_TEXT PASSAGE_.
↓
To do this, Beamer plans to identify and test both proteins in blood and lung tissue that accurately determine disease categories and DNA sequences on chromosomes that accurately correlate with these disease outcomes. “Our goal is to generate testable models that can predict the outcome of infection before disease occurs,” Beamer said. The signatures proven most accurate in mouse studies will be tested using samples from humans. (Mouse models speed the discovery process by making it practical to study a disease in many individuals over their entire lifetimes.)

Like most researchers in the field, Beamer first focused her efforts on two strains of inbred mice: one highly susceptible to M. tuberculosis and one highly resistant. A few years ago, however, she learned of a new model, called Diversity Outbred (DO) mice, whose genetic variety mirrored the human population’s. Believing this diversity would better reflect the highly variable human response to TB infection, Beamer pioneered the use of the DO model for TB research.
↑
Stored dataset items
↓
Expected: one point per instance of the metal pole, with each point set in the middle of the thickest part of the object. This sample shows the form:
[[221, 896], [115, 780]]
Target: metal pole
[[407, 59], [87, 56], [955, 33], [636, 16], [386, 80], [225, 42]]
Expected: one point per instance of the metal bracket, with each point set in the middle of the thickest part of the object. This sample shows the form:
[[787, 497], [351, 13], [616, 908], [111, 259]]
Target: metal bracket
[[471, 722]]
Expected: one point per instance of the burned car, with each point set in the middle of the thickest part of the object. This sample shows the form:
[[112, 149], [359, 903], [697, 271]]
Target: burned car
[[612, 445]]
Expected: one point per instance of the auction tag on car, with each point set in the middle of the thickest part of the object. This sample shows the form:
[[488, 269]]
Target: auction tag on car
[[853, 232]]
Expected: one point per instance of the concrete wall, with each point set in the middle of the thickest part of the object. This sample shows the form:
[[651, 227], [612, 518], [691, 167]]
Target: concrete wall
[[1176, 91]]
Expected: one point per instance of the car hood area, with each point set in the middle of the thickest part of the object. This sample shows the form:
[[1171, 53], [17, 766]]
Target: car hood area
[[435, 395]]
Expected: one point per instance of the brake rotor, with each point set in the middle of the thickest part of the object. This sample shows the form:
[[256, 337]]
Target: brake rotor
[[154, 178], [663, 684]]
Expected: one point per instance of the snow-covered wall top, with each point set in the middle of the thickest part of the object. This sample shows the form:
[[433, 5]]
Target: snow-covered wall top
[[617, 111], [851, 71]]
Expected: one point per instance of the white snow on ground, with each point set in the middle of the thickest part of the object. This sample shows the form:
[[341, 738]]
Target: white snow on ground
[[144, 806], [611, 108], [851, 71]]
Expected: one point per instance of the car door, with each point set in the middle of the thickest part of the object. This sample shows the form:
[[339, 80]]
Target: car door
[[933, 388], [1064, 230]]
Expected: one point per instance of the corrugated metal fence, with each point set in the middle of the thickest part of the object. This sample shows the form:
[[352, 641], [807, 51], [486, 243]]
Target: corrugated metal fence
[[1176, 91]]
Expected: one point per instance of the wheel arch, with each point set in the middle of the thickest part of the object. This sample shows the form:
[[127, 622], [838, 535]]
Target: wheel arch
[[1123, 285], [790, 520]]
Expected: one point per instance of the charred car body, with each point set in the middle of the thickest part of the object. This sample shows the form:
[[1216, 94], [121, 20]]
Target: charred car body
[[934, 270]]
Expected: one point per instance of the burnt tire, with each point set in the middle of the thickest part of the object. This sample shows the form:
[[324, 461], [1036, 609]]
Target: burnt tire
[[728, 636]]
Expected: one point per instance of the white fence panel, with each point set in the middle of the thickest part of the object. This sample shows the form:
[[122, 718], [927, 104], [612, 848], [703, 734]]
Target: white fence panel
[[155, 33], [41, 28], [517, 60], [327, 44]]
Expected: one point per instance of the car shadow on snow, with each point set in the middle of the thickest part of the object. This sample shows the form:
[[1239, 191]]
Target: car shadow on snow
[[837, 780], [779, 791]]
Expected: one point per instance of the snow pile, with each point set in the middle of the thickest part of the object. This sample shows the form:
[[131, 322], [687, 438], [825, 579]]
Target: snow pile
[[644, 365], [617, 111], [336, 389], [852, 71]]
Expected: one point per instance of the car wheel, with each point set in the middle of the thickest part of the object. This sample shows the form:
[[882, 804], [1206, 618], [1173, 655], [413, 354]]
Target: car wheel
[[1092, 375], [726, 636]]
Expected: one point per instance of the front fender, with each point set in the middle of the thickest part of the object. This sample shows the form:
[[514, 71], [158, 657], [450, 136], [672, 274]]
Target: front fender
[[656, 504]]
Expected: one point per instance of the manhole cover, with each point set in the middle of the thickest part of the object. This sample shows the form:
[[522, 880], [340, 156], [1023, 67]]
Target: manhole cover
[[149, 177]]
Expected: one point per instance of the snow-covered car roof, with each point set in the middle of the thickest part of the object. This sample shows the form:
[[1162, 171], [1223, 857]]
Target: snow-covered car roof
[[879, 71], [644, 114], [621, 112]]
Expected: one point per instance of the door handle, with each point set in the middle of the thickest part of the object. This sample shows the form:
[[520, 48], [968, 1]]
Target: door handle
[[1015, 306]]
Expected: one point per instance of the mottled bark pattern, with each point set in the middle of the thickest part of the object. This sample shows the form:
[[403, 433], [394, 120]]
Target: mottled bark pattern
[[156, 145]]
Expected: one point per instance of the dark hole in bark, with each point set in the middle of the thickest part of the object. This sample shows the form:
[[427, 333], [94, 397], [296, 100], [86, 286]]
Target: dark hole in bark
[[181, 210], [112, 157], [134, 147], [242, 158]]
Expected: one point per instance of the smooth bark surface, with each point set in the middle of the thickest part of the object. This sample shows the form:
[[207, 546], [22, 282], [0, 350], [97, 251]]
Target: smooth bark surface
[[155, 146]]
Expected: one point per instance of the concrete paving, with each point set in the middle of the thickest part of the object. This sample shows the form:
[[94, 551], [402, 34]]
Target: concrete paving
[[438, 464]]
↑
Reproduce the passage on Beamer's tuberculosis research in mice word for word, from beginning to end.

To do this, Beamer plans to identify and test both proteins in blood and lung tissue that accurately determine disease categories and DNA sequences on chromosomes that accurately correlate with these disease outcomes. “Our goal is to generate testable models that can predict the outcome of infection before disease occurs,” Beamer said. The signatures proven most accurate in mouse studies will be tested using samples from humans. (Mouse models speed the discovery process by making it practical to study a disease in many individuals over their entire lifetimes.)

Like most researchers in the field, Beamer first focused her efforts on two strains of inbred mice: one highly susceptible to M. tuberculosis and one highly resistant. A few years ago, however, she learned of a new model, called Diversity Outbred (DO) mice, whose genetic variety mirrored the human population’s. Believing this diversity would better reflect the highly variable human response to TB infection, Beamer pioneered the use of the DO model for TB research.